§ **TASK DESCRIPTION**: Copy the grain market report from "Forward sales gathered" to "a year ago.", swapping "Buenos Aires Grains Exchange" for "Rosario Grains Exchange".

The dollar index sat at 92.812, off a three-month peak of 93.194 and the euro was steady just above recent lows at $1.1791.

Coming back on grains market, Corn Belt weather is still in the market’s focus.

The latest weather runs have added a little to moisture forecasts into the month end for the south western Corn Belt across southern Iowa/Missouri/eastern Kansas though temperature forecasts are still very hot.

In Chicago, the prices of the SRW wheat contract thus closed on a new high yesterday for more than 2 months.

Faced with the continuous increase observed and the levels reached, a movement of relaxation has however been observed since this morning.

The situation is quite similar in corn, with conditions still hot and dry.

However, despite the sharp rebound in recent sessions, prices do not manage to break resistance zones for the moment.

In oilseeds, the upward movement marks the first signs of a consolidation movement after the recent upward momentum.

Canola prices in Winnipeg or soybeans in Chicago were down yesterday.

The conditions for crop development remain unchanged.

The weather forecast models are therefore followed with great interest, knowing that of course the level of rainfall is expected to be limited.

Additionally, operators will be attentive today to the publication of US weekly export sales figures.

In this context corn basis bids showed plenty of variability across the central U.S. on Wednesday, moving as much as 15 cents higher at an Ohio elevator while tumbling as much as 25 cents lower at an Illinois processor.

Soybean basis bids were steady to weak – particularly among Midwestern processors, where bids dropped 5 to 10 cents at four locations.

Bids at most other facilities remained unchanged.

From South America, Brazilian marketing firm Pátria Agronegócios expects to see 2021/22 planted soybean acres increase another 6.7% to reach 100.943 million acres, with a production potential of 5.317 billion bushels – easily a new record, if realized.

Argentine farmers sold large volumes of corn in the week to July 14 as harvest works gathered steam and reached 62.4% of the estimated crop.

Soybean weekly forward sales edged lower on the week but were significantly higher on the year while wheat sales declined for both crops.

Accumulated sales in the marketing year represented a larger share of the estimated crops for all three commodities compared to year-ago levels and farmers applied for fresh export licenses amounting to 14 cargoes of corn and one of beans.

In particular, weekly old corn crop forward sales in the week to July 14 amounted to 1.3 million mt, over 40% higher on the week and on the year, while new crop sales also lifted steeply to 240,100 mt.

Forward sales gathered steam in tandem with harvest works that picked up and lifted 6.4 percentage points over the week, to now stand at 62.4% complete, according to the Buenos Aires Grains Exchange (BAGE).

This brought total 2020/21 sales up to 33.6 million mt, 9% higher on the year, while forward sales now represent 70% of the estimated crop, up by 10 percentage points from the level registered a year ago.

There were also 816,000 mt of fresh old crop export license applications, bringing the marketing year total up to 31.2 million mt, 15% higher on the year.

Farmers sold 85,100 mt of new crop soybeans in the week to July 14, 80% and 95% higher on the week and on the year, respectively.

Meanwhile, old crop forward sales edged 20% lower on the week to 660,400 mt but were significantly above volumes sold at the same point last year.

Total old crop sales reached 25.1 million mt, still 8% lower on the year but represent a marginally higher share of the estimated crop at 57.7%.

§ **SUPPLIED ENTRIES**:

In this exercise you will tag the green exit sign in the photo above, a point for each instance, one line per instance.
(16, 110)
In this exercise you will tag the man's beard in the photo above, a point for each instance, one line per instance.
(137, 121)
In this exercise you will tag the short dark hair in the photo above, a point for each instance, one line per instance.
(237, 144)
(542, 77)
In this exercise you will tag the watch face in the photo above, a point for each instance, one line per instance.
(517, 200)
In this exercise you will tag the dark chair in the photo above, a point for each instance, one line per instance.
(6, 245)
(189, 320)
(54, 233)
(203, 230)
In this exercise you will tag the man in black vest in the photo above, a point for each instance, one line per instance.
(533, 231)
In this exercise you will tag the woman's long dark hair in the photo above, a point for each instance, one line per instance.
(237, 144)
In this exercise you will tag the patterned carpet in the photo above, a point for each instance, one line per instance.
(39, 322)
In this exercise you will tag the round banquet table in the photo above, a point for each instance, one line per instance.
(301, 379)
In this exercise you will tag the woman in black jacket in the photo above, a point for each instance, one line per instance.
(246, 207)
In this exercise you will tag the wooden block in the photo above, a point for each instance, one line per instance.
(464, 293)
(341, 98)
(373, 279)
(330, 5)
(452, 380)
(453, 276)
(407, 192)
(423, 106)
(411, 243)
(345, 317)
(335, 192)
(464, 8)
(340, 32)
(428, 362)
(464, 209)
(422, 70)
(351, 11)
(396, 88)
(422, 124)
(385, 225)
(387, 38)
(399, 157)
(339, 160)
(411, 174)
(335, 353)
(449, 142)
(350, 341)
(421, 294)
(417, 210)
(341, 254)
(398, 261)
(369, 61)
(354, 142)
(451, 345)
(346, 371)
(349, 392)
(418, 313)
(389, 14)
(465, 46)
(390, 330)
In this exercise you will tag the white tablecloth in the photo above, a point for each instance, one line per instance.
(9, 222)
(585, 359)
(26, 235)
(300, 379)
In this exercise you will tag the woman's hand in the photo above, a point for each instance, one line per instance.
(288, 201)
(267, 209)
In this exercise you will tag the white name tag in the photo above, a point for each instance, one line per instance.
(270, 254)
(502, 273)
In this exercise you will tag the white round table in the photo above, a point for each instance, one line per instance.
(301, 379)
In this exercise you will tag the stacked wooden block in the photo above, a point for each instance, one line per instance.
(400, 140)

§ **RESULT OF THE EXERCISE**:
Forward sales gathered steam in tandem with harvest works that picked up and lifted 6.4 percentage points over the week, to now stand at 62.4% complete, according to the Rosario Grains Exchange (BAGE).

This brought total 2020/21 sales up to 33.6 million mt, 9% higher on the year, while forward sales now represent 70% of the estimated crop, up by 10 percentage points from the level registered a year ago.